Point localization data
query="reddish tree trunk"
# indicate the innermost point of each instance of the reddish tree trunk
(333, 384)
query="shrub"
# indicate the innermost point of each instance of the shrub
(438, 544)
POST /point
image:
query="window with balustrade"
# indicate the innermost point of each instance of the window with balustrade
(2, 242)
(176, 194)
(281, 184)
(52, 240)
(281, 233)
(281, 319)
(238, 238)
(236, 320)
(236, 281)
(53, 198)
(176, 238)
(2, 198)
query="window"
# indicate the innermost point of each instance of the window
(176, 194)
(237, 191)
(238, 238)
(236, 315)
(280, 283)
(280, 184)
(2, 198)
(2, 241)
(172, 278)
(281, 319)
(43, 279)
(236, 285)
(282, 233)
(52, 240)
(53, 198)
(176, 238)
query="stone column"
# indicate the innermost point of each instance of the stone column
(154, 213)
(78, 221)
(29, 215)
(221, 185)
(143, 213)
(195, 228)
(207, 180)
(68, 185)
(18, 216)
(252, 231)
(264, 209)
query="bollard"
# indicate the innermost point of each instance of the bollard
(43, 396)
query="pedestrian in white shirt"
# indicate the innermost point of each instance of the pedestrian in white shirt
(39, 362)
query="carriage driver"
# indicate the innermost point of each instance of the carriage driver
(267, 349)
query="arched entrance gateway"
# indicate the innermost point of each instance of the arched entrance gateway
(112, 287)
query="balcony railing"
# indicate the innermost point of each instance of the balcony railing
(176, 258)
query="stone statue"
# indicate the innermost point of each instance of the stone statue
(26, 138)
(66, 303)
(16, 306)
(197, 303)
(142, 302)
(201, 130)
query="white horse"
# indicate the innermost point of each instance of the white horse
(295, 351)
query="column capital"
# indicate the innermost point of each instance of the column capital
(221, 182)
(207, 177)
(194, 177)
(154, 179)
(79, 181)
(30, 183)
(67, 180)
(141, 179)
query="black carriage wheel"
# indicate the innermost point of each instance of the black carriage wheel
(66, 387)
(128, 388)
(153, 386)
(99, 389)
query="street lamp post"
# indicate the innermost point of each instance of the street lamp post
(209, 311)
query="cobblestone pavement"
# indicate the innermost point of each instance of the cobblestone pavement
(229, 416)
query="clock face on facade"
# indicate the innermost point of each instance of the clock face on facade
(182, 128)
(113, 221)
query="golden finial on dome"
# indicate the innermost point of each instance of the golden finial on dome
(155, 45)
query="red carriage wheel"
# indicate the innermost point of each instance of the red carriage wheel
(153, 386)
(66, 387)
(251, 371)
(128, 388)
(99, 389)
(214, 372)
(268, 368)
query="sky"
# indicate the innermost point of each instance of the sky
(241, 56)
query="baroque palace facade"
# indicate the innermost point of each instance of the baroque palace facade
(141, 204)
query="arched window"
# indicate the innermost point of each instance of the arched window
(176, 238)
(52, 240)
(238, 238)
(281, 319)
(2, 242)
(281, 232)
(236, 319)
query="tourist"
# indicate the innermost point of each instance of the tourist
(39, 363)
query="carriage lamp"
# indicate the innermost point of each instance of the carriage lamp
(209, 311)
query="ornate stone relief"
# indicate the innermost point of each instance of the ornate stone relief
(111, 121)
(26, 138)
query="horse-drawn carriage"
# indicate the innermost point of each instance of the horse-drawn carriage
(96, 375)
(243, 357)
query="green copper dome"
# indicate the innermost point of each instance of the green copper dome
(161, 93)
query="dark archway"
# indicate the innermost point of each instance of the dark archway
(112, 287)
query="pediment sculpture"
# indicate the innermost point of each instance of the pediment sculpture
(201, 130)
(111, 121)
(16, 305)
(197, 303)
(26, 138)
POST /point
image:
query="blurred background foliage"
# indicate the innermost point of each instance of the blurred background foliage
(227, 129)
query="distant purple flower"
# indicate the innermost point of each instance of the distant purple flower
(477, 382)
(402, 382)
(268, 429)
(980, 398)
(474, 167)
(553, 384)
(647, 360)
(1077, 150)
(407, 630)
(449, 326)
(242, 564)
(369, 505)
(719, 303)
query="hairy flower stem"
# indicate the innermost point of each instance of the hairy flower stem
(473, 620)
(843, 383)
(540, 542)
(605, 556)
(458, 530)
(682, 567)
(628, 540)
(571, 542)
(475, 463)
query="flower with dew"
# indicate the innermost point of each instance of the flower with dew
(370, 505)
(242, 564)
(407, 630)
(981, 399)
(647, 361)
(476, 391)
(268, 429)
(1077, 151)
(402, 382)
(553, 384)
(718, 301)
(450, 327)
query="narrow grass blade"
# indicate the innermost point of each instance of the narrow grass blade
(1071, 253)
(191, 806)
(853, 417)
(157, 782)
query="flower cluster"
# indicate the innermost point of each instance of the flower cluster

Task requirements
From the first line through the last, give the data above again exactly.

Your response
query="reddish tree trunk"
# indicate the innermost point of each instance of the reddish tree trunk
(333, 384)
query="shrub"
# indicate the innermost point of each instance of the shrub
(438, 544)
POST /point
image:
query="window with balustrade"
# indicate the innermost point of each instance of the window with balustrade
(2, 242)
(176, 194)
(281, 184)
(52, 240)
(281, 233)
(281, 319)
(238, 238)
(236, 320)
(236, 281)
(53, 198)
(176, 238)
(2, 198)
query="window"
# indicate the innermost point of each instance of the window
(176, 194)
(237, 191)
(238, 238)
(236, 315)
(280, 283)
(280, 184)
(2, 198)
(2, 241)
(172, 278)
(281, 319)
(43, 279)
(236, 285)
(282, 233)
(52, 240)
(53, 198)
(176, 238)
query="stone column"
# indicate the innermost point of each instance of the stone column
(154, 213)
(78, 221)
(29, 215)
(221, 185)
(143, 213)
(195, 228)
(207, 180)
(68, 185)
(18, 216)
(252, 231)
(264, 209)
query="bollard"
# indicate the innermost point of each instance of the bollard
(43, 396)
query="pedestrian in white shirt"
# indicate the innermost point of each instance of the pedestrian in white shirt
(39, 362)
query="carriage driver"
# indicate the innermost point of each instance of the carriage driver
(267, 349)
query="arched entrance gateway"
# indicate the innermost point of each instance of the arched entrance gateway
(112, 287)
query="balcony railing"
# indicate the innermost point of each instance of the balcony railing
(176, 258)
query="stone statue"
# indicate the innermost point of each instance of the stone statue
(26, 138)
(66, 303)
(16, 306)
(197, 303)
(142, 302)
(201, 130)
query="white horse"
# indicate the innermost point of each instance of the white horse
(295, 351)
query="column capital"
# indicate the innermost point of each instance of the column capital
(221, 182)
(207, 177)
(194, 177)
(154, 179)
(79, 181)
(30, 183)
(67, 180)
(141, 179)
query="black carriage wheel"
# indicate the innermost point of each instance of the black carriage wheel
(66, 387)
(128, 388)
(153, 386)
(99, 389)
query="street lamp post"
# indicate the innermost point of each instance of the street lamp post
(209, 311)
query="cobblestone pavement"
# indicate the innermost point of each instance of the cobblestone pavement
(229, 416)
query="clock face on facade"
# indicate the innermost point of each instance of the clock face on facade
(182, 128)
(113, 221)
query="golden finial on dome"
# indicate the innermost point of each instance of the golden finial on dome
(155, 45)
query="red carriage wheel"
# indicate the innermost point of each instance of the red carriage wheel
(153, 386)
(66, 387)
(251, 371)
(128, 388)
(99, 389)
(214, 372)
(268, 368)
query="sky"
# indicate the innermost point of each instance of the sky
(241, 56)
query="baroque palace facade"
# indicate the innermost point of each instance of the baroque palace facade
(141, 204)
query="arched window"
# indicate the innermost point of each instance of the arched window
(176, 238)
(52, 240)
(238, 238)
(281, 319)
(2, 242)
(281, 232)
(236, 319)
query="tourist"
# indicate the innermost point of each instance of the tourist
(39, 363)
query="carriage lamp"
# indicate the innermost point of each instance of the carriage lamp
(209, 311)
query="ornate stone relief"
# indicate the innermost point of each instance of the ornate stone relief
(111, 121)
(26, 138)
query="horse-drawn carriage"
# indicate the innermost point of each instance of the horse-drawn carriage
(96, 375)
(243, 357)
query="green copper dome"
# indicate the innermost point of each instance of the green copper dome
(161, 93)
query="dark archway"
# indicate the innermost point of each instance of the dark archway
(112, 287)
query="pediment sculpture"
# indicate the innermost point of each instance of the pediment sculpture
(201, 130)
(111, 121)
(16, 305)
(197, 303)
(26, 138)
POST /point
image:
query="blurred background foliage"
# indicate the innermost point of each instance of the blurred background foliage
(227, 129)
query="distant purple flower"
# indicate the innermost point of each instance of the distant purple flower
(477, 382)
(402, 382)
(268, 429)
(980, 398)
(474, 167)
(553, 384)
(647, 360)
(1077, 150)
(407, 630)
(449, 326)
(242, 564)
(369, 505)
(719, 303)
query="hairy flower stem"
# indicate the innermost point of each instance of the hairy flower stem
(473, 620)
(843, 383)
(540, 542)
(605, 556)
(458, 530)
(682, 567)
(628, 540)
(571, 542)
(475, 463)
query="flower with dew"
# indicate the innermost point of each instance of the flower with dew
(370, 505)
(242, 564)
(407, 630)
(981, 399)
(647, 361)
(476, 391)
(268, 429)
(1077, 151)
(402, 382)
(553, 384)
(718, 301)
(450, 327)
query="narrow grass blade"
# indicate the innermost point of each instance of the narrow grass blade
(1071, 253)
(191, 806)
(853, 417)
(157, 782)
query="flower cluster"
# indicate the innermost point of each instance of the flower cluster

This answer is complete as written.